The entries below should be repeated exactly, with no pictures carried over.

• **Extracted records**
- Opening Delimiter -

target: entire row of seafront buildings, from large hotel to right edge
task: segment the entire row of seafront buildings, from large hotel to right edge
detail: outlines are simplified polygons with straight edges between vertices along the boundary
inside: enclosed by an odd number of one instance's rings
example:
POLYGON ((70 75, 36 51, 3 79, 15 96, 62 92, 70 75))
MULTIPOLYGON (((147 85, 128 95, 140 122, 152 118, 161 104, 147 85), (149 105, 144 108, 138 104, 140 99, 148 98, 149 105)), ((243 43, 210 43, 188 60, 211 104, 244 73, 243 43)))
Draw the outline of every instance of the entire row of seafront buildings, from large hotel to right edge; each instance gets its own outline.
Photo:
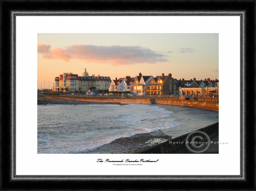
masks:
POLYGON ((53 91, 95 91, 108 90, 112 92, 130 92, 134 95, 200 95, 209 92, 218 92, 219 81, 210 80, 184 80, 174 79, 172 74, 161 76, 126 76, 119 79, 110 79, 109 76, 89 76, 88 72, 82 76, 73 73, 63 73, 55 77, 53 91))

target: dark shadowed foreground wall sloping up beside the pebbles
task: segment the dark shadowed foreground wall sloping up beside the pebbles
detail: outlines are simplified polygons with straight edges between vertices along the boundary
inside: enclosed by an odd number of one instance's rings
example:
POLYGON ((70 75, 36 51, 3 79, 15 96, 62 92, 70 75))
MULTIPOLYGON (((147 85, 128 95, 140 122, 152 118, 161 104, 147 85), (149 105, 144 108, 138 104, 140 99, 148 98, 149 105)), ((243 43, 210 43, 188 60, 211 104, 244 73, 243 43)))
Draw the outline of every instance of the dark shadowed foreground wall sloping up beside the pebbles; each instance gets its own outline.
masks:
MULTIPOLYGON (((198 130, 203 131, 203 132, 207 133, 207 135, 212 137, 219 133, 219 122, 209 125, 207 127, 198 129, 198 130)), ((196 131, 198 131, 198 130, 196 130, 196 131)), ((172 142, 184 141, 184 142, 186 142, 187 135, 189 135, 189 133, 187 133, 185 135, 181 135, 181 136, 171 139, 169 141, 172 141, 172 142)), ((162 142, 155 146, 149 147, 147 149, 137 151, 137 152, 135 152, 135 154, 175 154, 183 149, 186 149, 186 144, 169 144, 169 141, 165 141, 165 142, 162 142)))

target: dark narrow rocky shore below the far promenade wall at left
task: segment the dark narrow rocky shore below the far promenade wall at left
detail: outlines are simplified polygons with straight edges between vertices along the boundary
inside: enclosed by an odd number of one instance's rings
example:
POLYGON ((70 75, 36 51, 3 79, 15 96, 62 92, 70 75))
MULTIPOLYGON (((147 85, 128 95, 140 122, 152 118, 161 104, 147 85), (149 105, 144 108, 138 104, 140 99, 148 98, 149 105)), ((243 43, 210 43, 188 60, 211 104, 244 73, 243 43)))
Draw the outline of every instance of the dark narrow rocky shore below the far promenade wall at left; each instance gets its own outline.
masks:
POLYGON ((126 105, 124 103, 110 103, 110 102, 85 102, 76 100, 58 100, 58 99, 46 99, 45 97, 37 97, 37 105, 47 104, 61 104, 61 105, 89 105, 89 104, 117 104, 126 105))

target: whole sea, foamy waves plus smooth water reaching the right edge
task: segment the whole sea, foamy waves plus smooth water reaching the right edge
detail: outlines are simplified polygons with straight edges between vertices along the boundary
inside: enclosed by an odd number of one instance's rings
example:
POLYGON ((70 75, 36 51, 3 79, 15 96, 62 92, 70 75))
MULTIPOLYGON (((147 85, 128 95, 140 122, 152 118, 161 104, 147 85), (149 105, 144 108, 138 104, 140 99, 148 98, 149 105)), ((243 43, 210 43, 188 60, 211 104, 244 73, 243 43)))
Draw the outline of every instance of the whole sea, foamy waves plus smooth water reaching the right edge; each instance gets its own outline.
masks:
POLYGON ((38 105, 37 152, 86 153, 117 138, 155 130, 181 135, 218 122, 218 116, 216 111, 173 105, 38 105))

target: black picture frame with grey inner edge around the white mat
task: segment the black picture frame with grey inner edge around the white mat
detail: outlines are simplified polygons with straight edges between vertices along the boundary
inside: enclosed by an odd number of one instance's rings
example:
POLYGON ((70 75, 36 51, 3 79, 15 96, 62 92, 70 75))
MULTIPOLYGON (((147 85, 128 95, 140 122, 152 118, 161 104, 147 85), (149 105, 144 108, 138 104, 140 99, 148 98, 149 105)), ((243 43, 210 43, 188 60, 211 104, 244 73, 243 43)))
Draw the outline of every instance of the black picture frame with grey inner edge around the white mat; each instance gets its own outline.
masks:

- Closing Delimiter -

• **Solved exercise**
target: entire row of seafront buildings, from large hotel to right edge
task: segment the entire row of seafront buildings, from large hotel to right edge
detail: outlines are simplified polygons with straight edges between vertices along the boundary
inside: enclosed by an odd number of one instance's rings
example:
POLYGON ((70 75, 36 51, 3 79, 15 96, 62 92, 70 75))
MULTIPOLYGON (((147 85, 128 95, 140 122, 152 118, 161 104, 147 85), (149 105, 144 108, 138 104, 140 99, 148 98, 149 105)), ((243 43, 210 43, 188 60, 211 104, 244 73, 243 43)))
Draw the outline of every instance of the entire row of seafront buildings, from large hotel to right edge; each instance gets its own outline.
Photo:
masks:
POLYGON ((53 91, 95 91, 108 90, 112 92, 130 92, 134 95, 200 95, 209 92, 218 92, 219 81, 210 80, 184 80, 174 79, 172 74, 161 76, 126 76, 119 79, 110 79, 109 76, 89 76, 88 72, 82 76, 73 73, 63 73, 55 77, 53 91))

target: dark shadowed foreground wall sloping up beside the pebbles
task: segment the dark shadowed foreground wall sloping up beside the pebbles
detail: outlines are simplified polygons with straight edges between vertices along the boundary
inside: enclosed by an odd number of one instance's rings
example:
POLYGON ((70 75, 36 51, 3 79, 15 96, 62 92, 70 75))
MULTIPOLYGON (((147 85, 128 95, 140 122, 152 118, 161 104, 147 85), (149 105, 144 108, 138 104, 140 99, 148 98, 149 105)), ((243 43, 210 43, 188 60, 211 104, 244 73, 243 43)))
Draw the outline of every instance of the dark shadowed foreground wall sloping up beside the pebbles; each instance gets its own outline.
masks:
MULTIPOLYGON (((198 130, 203 131, 203 132, 207 133, 207 135, 212 137, 219 133, 219 122, 209 125, 207 127, 198 129, 198 130)), ((196 131, 198 131, 198 130, 196 130, 196 131)), ((172 142, 184 141, 184 142, 186 142, 187 135, 189 135, 189 133, 187 133, 185 135, 181 135, 181 136, 171 139, 169 141, 172 141, 172 142)), ((162 142, 155 146, 149 147, 147 149, 137 151, 137 152, 135 152, 135 154, 175 154, 183 149, 186 149, 186 144, 169 144, 169 141, 165 141, 165 142, 162 142)))

target: dark narrow rocky shore below the far promenade wall at left
task: segment the dark narrow rocky shore below the far promenade wall at left
detail: outlines are simplified polygons with straight edges between vertices along the boundary
inside: enclosed by an odd number of one instance's rings
example:
POLYGON ((70 75, 36 51, 3 79, 15 96, 62 92, 70 75))
MULTIPOLYGON (((147 85, 128 95, 140 122, 152 118, 161 104, 147 85), (149 105, 144 108, 138 104, 140 99, 148 98, 149 105)), ((243 43, 210 43, 188 60, 211 104, 244 73, 243 43)))
Draw the outline of every instance of the dark narrow rocky shore below the far promenade wall at left; each instance gets its own outline.
masks:
POLYGON ((126 105, 124 103, 110 103, 110 102, 85 102, 76 100, 58 100, 58 99, 46 99, 45 97, 37 97, 37 105, 47 104, 61 104, 61 105, 89 105, 89 104, 117 104, 126 105))

target: whole sea, foamy waves plus smooth water reaching the right edge
task: segment the whole sea, foamy waves plus smooth water reaching the right edge
detail: outlines are simplified polygons with straight edges between vertices along the boundary
inside: enclosed by an odd number of one instance's rings
example:
POLYGON ((70 75, 36 51, 3 79, 15 96, 62 92, 70 75))
MULTIPOLYGON (((147 85, 128 95, 140 122, 152 118, 161 104, 147 85), (149 105, 144 108, 138 104, 140 99, 148 98, 149 105)), ((243 43, 210 43, 188 60, 211 104, 244 73, 243 43)))
Draw the outline of every instance of the whole sea, foamy waves plus smooth water reaching the right edge; each instance gets its own outline.
masks:
POLYGON ((38 105, 37 152, 86 153, 117 138, 155 130, 181 135, 218 122, 218 116, 216 111, 173 105, 38 105))

target: black picture frame with grey inner edge around the white mat
task: segment the black picture frame with grey inner edge around the white mat
detail: outlines are simplified polygons with straight edges between vertices along the boundary
inside: enclosed by an odd number of one instance's rings
example:
POLYGON ((70 75, 36 51, 3 79, 15 96, 62 92, 70 75))
MULTIPOLYGON (((147 85, 128 95, 140 122, 152 118, 161 104, 147 85), (149 105, 144 108, 138 104, 140 99, 148 98, 149 105)), ((243 43, 210 43, 188 60, 211 104, 244 73, 243 43)))
Draw the outline of every instance of the black picture frame with grey inner edge around the white mat; each instance gets its own outline.
masks:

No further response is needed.